Exercise text>
►

Oral Presentation Society for Molecular Biology and Evolution Conference 2016

Pedigree analysis reveals a generational decline in reproductive success of captive Tasmanian devil (Sarcophilus harrisii) (#122)

Katherine A Farquharson 1 , Carolyn J Hogg 1 2 , Catherine E Grueber 1 3
  1. School of Life and Environmental Sciences, Faculty of Veterinary Science, University of Sydney, Camperdown, NSW, Australia
  2. Zoo and Aquarium Association Australasia, Mosman, NSW, Australia
  3. San Diego Zoo Global, San Diego, CA, USA

Programs that manage threatened species in captivity are carefully designed to minimise genetic diversity loss, inbreeding and adaptation to captivity in order to maximise evolutionary potential. But, changes in productivity over generations in captivity can threaten the ability of captive breeding programs to reach their genetic targets and impair the potential of reintroduced captive animals to contribute to wild populations. These long-term changes have not yet been investigated in a zoo species. Marsupials are characterised by short generation times, putting them at particular risk of adaptation to captivity over short time periods. We tested for changes over time in captivity by analysing pedigree data from a nine-year Tasmanian devil insurance population studbook, including 338 animals across 17 breeding sites, and examined seven genetic, biological and management factors affecting reproductive success. We observed a substantial decline in reproductive success with increasing generations in captivity: captive-born females were less likely to produce a litter than wild-born females and when they did, they also produced fewer joeys. Reproductive success also declined as dam age at first breeding increased. The latter result implies a conflict with recommended conservation genetic strategy that aims to limit opportunity for selection and minimise adaptation to captivity by delaying reproduction. We suggest possible reasons for changes in productivity in relation to pedigree-based strategies for the management of captive populations. Our results have broad practical applications for the genetic management of threatened species worldwide; ongoing work will investigate the underlying molecular basis for these observations.

◄

Activity 1>
Answer these questions about the Tasmanian devil abstract:
(a) How many breeding sites did the studbook cover?
(b) How did reproductive success change as dam age at first breeding increased?
(c) Which organization in the affiliations is located in Mosman, NSW?
Activity 2> Output the passage of the Tasmanian devil abstract starting at "Oral Presentation Society" and ending at "(Sarcophilus harrisii) (#122)".
The records that follow come from a different source than the abstract.

Dataset excerpts>
►

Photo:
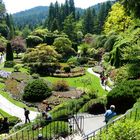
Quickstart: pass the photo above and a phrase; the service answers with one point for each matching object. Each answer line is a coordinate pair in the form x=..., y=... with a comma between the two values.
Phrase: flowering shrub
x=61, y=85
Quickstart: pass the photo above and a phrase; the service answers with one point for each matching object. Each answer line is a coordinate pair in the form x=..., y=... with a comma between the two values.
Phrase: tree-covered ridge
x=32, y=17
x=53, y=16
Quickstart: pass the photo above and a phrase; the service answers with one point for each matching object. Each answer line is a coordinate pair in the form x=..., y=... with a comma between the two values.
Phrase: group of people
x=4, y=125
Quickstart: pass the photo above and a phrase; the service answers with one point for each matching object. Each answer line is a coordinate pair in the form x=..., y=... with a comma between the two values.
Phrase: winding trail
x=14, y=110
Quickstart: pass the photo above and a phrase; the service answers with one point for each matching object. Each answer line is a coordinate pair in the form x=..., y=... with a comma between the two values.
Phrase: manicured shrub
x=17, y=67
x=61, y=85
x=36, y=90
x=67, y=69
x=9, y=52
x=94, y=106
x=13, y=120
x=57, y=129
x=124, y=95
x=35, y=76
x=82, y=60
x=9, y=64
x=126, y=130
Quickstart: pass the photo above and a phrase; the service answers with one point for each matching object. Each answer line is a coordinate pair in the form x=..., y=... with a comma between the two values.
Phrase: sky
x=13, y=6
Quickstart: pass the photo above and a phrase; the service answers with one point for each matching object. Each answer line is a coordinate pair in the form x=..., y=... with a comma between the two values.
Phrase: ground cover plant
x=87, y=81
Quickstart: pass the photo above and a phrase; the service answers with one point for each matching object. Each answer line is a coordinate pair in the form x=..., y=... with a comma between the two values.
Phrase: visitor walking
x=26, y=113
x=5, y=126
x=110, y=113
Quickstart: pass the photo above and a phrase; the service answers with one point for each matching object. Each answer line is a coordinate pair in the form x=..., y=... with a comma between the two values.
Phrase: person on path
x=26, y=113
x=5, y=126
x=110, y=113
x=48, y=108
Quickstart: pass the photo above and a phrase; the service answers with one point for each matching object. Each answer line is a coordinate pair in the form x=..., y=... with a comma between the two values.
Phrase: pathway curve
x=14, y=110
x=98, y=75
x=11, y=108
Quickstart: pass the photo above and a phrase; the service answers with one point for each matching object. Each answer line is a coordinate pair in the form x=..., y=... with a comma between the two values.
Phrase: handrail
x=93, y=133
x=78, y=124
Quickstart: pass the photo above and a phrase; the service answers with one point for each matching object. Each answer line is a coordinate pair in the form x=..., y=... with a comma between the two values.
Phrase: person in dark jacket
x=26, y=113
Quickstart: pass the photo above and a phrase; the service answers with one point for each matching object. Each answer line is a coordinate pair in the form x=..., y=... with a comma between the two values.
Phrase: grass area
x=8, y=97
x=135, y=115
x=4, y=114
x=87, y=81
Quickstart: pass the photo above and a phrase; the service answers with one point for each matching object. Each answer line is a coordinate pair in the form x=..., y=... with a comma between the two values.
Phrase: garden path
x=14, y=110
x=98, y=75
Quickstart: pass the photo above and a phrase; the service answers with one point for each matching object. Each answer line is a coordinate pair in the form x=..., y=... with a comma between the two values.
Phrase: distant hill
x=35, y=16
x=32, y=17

◄
►

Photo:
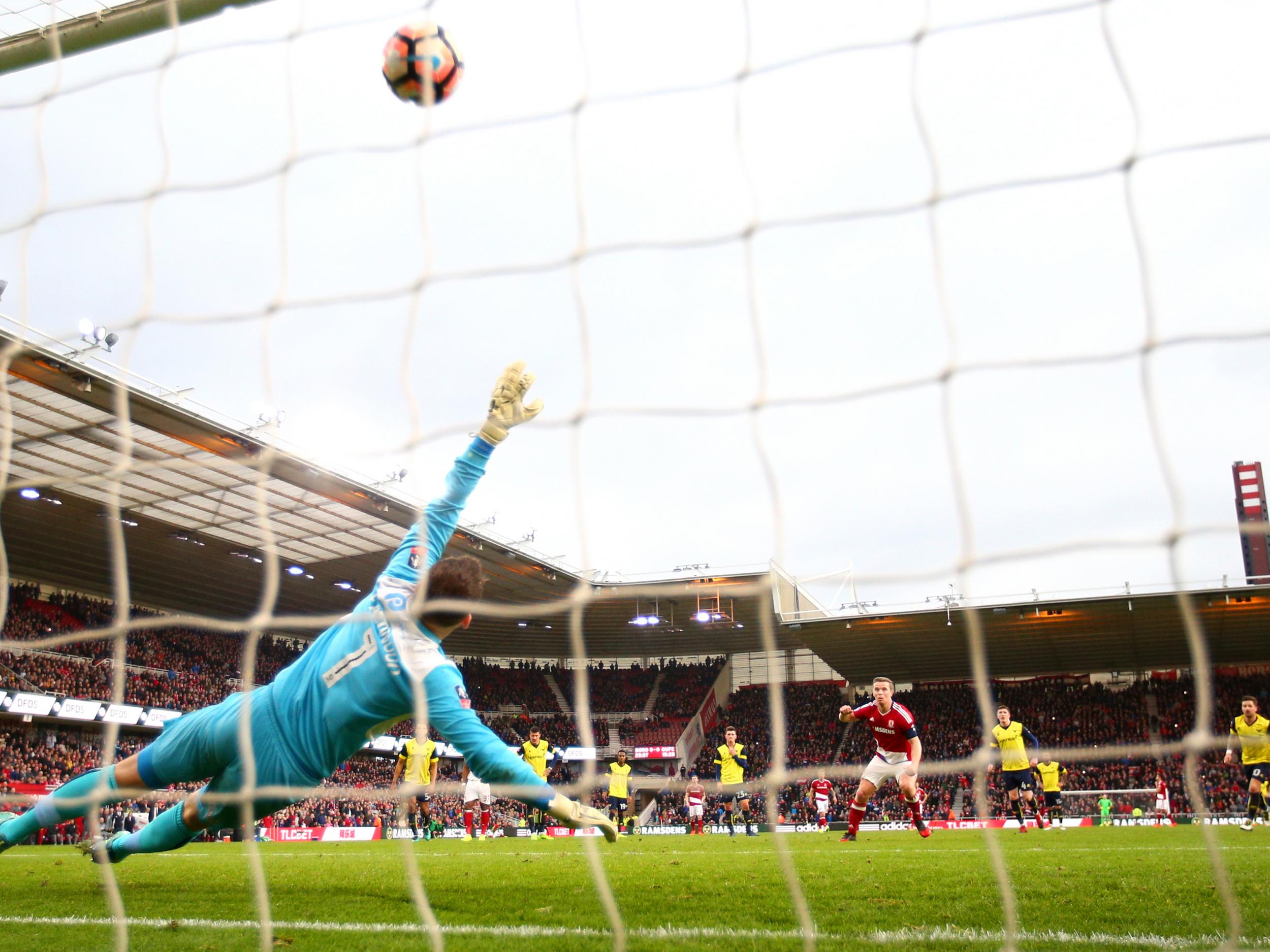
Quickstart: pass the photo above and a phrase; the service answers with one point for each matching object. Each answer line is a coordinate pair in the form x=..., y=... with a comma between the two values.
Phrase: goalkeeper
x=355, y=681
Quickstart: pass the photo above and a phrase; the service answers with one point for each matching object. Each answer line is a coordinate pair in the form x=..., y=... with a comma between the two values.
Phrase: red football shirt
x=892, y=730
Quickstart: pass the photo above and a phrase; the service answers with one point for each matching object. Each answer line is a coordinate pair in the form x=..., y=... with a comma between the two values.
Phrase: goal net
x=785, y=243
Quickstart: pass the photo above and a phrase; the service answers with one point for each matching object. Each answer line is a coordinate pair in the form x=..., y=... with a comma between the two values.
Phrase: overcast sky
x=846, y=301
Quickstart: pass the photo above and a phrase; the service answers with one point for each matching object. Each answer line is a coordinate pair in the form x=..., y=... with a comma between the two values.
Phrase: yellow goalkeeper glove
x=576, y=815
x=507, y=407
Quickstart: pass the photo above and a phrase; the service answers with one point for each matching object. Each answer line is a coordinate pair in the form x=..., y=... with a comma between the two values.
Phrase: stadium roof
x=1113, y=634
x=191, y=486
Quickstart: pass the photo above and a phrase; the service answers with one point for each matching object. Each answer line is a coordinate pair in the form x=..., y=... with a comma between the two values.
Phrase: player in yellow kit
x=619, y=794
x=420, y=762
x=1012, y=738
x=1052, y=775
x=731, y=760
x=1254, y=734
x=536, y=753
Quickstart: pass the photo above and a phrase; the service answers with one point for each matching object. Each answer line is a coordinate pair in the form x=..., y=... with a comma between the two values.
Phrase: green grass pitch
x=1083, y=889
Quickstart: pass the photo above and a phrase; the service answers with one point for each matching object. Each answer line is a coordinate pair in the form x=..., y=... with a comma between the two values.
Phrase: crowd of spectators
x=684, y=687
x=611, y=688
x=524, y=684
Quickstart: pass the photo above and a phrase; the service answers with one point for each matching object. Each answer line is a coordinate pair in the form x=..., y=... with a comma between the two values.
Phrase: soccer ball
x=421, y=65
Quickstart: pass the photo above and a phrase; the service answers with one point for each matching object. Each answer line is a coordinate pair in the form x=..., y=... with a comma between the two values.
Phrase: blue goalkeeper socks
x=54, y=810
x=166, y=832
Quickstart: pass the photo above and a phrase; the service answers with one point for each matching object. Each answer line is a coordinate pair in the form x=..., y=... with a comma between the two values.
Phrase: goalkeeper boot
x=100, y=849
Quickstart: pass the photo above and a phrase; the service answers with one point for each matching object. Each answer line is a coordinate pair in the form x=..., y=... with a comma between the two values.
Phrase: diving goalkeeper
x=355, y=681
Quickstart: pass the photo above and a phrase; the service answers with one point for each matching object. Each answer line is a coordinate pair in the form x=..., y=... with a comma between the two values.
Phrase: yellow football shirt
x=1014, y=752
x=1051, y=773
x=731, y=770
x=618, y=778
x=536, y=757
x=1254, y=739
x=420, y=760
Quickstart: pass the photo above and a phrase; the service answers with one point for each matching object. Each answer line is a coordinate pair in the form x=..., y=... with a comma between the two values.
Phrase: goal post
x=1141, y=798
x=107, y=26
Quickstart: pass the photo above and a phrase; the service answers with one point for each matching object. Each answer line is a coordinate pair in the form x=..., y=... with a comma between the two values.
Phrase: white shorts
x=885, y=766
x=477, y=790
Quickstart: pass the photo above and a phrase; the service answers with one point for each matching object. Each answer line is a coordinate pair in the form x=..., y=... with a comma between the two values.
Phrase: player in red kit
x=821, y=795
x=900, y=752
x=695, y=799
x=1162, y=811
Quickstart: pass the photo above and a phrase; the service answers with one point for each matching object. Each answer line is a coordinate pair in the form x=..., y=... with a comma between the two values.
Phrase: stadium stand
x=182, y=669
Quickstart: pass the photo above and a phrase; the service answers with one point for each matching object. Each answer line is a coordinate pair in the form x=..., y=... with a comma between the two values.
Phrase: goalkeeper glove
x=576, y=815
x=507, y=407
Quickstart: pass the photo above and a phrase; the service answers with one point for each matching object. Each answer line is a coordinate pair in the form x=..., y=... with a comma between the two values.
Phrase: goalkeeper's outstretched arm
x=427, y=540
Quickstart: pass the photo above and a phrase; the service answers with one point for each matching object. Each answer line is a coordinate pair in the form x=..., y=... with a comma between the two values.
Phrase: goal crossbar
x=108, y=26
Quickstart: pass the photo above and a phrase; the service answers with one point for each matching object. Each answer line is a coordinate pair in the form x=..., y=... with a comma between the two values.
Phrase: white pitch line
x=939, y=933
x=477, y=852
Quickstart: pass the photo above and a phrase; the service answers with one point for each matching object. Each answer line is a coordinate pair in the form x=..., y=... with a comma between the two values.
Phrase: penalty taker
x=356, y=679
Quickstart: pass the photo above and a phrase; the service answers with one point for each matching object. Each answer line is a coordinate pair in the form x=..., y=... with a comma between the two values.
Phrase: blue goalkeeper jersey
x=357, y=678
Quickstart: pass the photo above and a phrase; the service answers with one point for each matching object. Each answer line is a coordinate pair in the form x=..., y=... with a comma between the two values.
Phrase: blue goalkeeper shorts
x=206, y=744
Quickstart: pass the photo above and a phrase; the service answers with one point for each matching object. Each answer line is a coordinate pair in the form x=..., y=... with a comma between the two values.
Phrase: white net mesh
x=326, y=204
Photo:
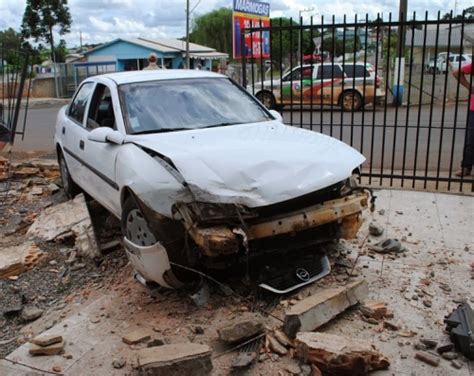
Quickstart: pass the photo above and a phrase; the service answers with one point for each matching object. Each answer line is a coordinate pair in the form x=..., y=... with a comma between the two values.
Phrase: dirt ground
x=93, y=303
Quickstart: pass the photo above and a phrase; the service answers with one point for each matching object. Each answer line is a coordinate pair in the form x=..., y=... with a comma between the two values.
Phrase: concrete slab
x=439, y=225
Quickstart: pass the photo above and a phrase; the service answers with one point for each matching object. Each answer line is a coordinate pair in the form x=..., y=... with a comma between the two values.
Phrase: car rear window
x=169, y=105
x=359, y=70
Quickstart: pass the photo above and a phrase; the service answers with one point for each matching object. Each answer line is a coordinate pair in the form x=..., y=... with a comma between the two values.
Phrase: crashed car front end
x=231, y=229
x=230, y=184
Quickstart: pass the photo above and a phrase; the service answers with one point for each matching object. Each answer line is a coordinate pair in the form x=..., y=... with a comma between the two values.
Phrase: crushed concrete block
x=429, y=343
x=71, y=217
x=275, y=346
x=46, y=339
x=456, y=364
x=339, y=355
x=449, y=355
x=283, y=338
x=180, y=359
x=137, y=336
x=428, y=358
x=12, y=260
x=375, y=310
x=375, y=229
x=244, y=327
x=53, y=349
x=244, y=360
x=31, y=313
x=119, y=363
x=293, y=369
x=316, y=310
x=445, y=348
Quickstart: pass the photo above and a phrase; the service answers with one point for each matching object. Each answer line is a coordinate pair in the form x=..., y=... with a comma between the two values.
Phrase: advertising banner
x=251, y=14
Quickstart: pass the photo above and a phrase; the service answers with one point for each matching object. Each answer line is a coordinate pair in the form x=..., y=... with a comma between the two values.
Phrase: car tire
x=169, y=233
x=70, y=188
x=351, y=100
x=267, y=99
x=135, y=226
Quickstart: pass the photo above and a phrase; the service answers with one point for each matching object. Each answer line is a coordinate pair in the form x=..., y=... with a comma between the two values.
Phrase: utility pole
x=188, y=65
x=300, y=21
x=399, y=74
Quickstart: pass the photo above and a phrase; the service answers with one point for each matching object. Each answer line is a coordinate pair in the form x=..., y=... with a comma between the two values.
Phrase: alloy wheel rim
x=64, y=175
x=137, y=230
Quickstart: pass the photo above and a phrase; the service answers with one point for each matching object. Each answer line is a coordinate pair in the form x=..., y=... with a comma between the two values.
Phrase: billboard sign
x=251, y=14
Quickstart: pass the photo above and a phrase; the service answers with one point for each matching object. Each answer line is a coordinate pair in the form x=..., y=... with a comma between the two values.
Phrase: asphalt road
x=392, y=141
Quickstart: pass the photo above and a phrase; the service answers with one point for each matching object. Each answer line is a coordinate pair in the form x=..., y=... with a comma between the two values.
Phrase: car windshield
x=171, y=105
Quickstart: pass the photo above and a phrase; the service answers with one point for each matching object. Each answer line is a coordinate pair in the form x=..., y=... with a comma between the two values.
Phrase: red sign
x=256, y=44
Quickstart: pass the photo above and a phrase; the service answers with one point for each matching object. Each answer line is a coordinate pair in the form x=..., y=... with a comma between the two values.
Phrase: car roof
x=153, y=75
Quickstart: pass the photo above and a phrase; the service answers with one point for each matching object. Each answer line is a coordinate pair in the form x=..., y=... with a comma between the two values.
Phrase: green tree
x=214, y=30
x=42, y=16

◄
►

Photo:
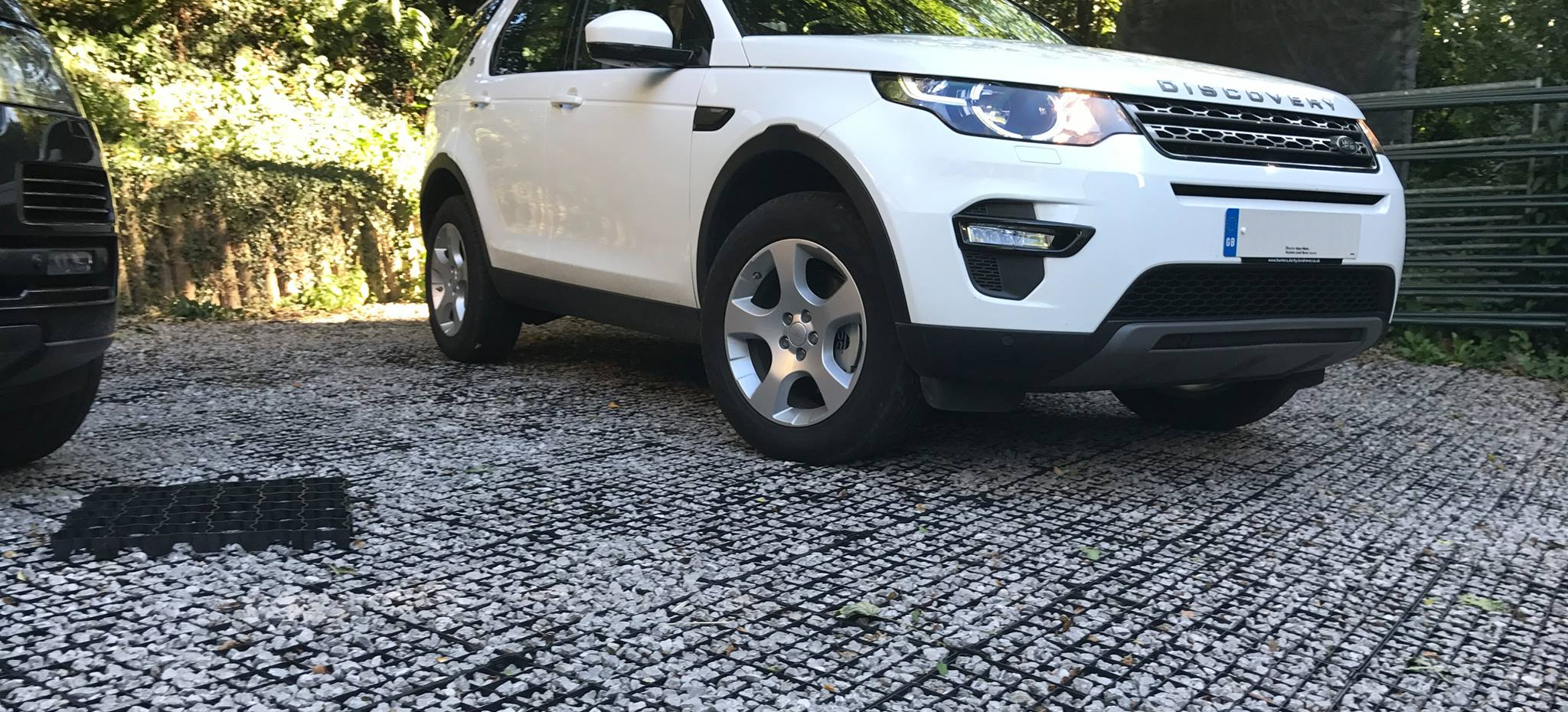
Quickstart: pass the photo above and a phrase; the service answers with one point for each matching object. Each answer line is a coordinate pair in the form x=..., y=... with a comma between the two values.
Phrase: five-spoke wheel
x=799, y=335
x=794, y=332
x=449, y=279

◄

Task response 1>
(a) 17
(b) It declined.
(c) Zoo and Aquarium Association Australasia

Task response 2>
Oral Presentation Society for Molecular Biology and Evolution Conference 2016

Pedigree analysis reveals a generational decline in reproductive success of captive Tasmanian devil (Sarcophilus harrisii) (#122)